Required task 1: List the three major events that the welcome post says occurred in 2010.

Reading passage:
============================================================
Nice to see you!

Three major events occurred for me last year (2010), all in the space of about 2 weeks. I turned 50. The following day I got married. Two weeks later, my oldest daughter became pregnant with her first child and my first grandchild.

Most middle-aged people will tell you that in their minds, they still feel 20 something. It's the same for me.

Wasn't it only yesterday that I was planning a night out with guys from the surf club? That gorgeous new perm. Flaired, cuffed denims and the red t-shirt with the off-the-shoulder frill. Corked platform wedgies. **sigh**

Suddenly I'm looking in the mirror and wondering how 30 years can flash by so damned quickly!

So here I am in cyberspace, sharing my genuine shock and horror with anyone who'll listen and maybe I'll even meet some other over 50s who find themselves in the same predicament!

Welcome to my dilemna!!
============================================================
(Raw records)
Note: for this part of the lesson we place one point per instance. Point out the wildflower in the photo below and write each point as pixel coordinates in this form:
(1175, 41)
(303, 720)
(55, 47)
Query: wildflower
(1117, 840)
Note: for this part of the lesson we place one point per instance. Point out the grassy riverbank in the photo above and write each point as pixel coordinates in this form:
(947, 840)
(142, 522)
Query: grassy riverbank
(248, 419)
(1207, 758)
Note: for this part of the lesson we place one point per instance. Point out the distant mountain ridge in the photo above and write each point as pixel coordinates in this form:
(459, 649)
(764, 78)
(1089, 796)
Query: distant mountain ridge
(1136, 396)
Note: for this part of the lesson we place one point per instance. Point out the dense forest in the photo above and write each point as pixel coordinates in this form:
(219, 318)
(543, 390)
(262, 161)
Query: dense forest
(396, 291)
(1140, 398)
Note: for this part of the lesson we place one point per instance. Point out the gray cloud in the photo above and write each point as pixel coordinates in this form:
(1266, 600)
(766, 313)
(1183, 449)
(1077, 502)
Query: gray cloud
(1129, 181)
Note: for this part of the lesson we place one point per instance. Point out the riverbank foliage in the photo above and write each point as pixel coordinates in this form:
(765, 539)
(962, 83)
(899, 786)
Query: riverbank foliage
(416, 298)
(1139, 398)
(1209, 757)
============================================================
Required task 2: Reproduce the listing from the line containing "out the dense" through the end of the listing, both ends included.

Task answer 1:
- The writer turned 50.
- The following day, the writer got married.
- Two weeks later, the writer's oldest daughter became pregnant with her first child, the writer's first grandchild.

Task answer 2:
Note: for this part of the lesson we place one point per instance. Point out the dense forest in the photo above and write each point as pixel coordinates in this form:
(219, 318)
(543, 390)
(262, 161)
Query: dense forest
(396, 291)
(1140, 398)
Note: for this part of the lesson we place one point per instance. Point out the gray cloud in the photo above and write each point as pixel coordinates in this form:
(1266, 600)
(766, 313)
(1183, 449)
(1077, 502)
Query: gray cloud
(1129, 181)
Note: for this part of the lesson we place one point per instance. Point out the riverbank foliage in the photo above and write each point as pixel coordinates in this form:
(765, 539)
(962, 83)
(899, 786)
Query: riverbank foliage
(416, 298)
(1139, 398)
(1209, 757)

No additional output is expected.